• **Challenge 1**
In the basketball forum thread, which player does Spaceman Spiff credit with humbling the arena?

• **Selected extract**
/---

I'm not satisfied. Leaving here 1-1 would be unacceptable.


----------



## Cornholio (Feb 13, 2005)

I'm not satisfied till we get that 4th win.


----------



## Spaceman Spiff (Aug 2, 2006)

In fact, I almost watched this game without cracking a single smile until Brent Barry went back to his '96 form. 

The blowout was good. Exactly what I wanted. Kill some of their confidence, and weather the early storm fueled by that loud *** crowd. Mutombo did a great job of humbling the arena. Great move by Adelman bringing Mutombo in for some extended play. I really hope to see more of this.

Next game they will be sure to come out firing on all cylinders and also make several pure bull**** shots. We'll have to keep pace in the next game and wear them out as the game goes on. Expect somewhere along the line for Oden to get more minutes since he was pretty good. If that's the case we'll have to put heavy pressure on him with Yao and make him work hard on both ends and also draw some more fouls on him.


----------



## OneBadLT123 (Oct 4, 2005)

Cornholio said:


> Totally.
> 
> *PS: You could copy my playoff series thread for the thread in the playoff forum. I don't think HKF will edit it*


Done!


----------



## Cornholio (Feb 13, 2005)

I meant the one that's up top (the sticky), but it's fine anyway. eace:


----------



## OneBadLT123 (Oct 4, 2005)

\---

• **Materials provided**
/---

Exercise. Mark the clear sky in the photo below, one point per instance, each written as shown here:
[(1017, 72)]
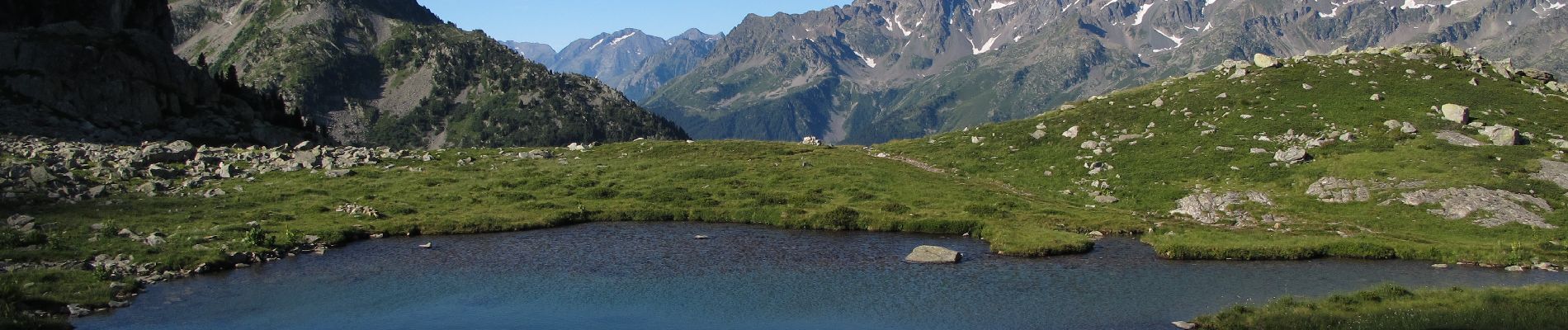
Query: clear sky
[(560, 22)]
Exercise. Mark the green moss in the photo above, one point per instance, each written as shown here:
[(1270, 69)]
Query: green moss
[(1391, 307)]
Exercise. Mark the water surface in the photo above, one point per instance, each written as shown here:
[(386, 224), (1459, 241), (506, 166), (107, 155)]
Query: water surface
[(656, 276)]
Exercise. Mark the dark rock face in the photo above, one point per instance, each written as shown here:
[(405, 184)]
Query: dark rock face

\---

• **Challenge 2**
Lay out the rows that follow the basketball thread as a JSON list of strings, one string per line, leaving out blank lines and the pictures.

• **Full answer 1**
Mutombo

• **Full answer 2**
[
  "Exercise. Mark the clear sky in the photo below, one point per instance, each written as shown here:",
  "[(1017, 72)]",
  "Query: clear sky",
  "[(560, 22)]",
  "Exercise. Mark the green moss in the photo above, one point per instance, each written as shown here:",
  "[(1270, 69)]",
  "Query: green moss",
  "[(1391, 307)]",
  "Exercise. Mark the water surface in the photo above, one point per instance, each written as shown here:",
  "[(386, 224), (1459, 241), (506, 166), (107, 155)]",
  "Query: water surface",
  "[(656, 276)]",
  "Exercise. Mark the dark rock face in the photo above, one point per instance, each written as shown here:",
  "[(405, 184)]",
  "Query: dark rock face"
]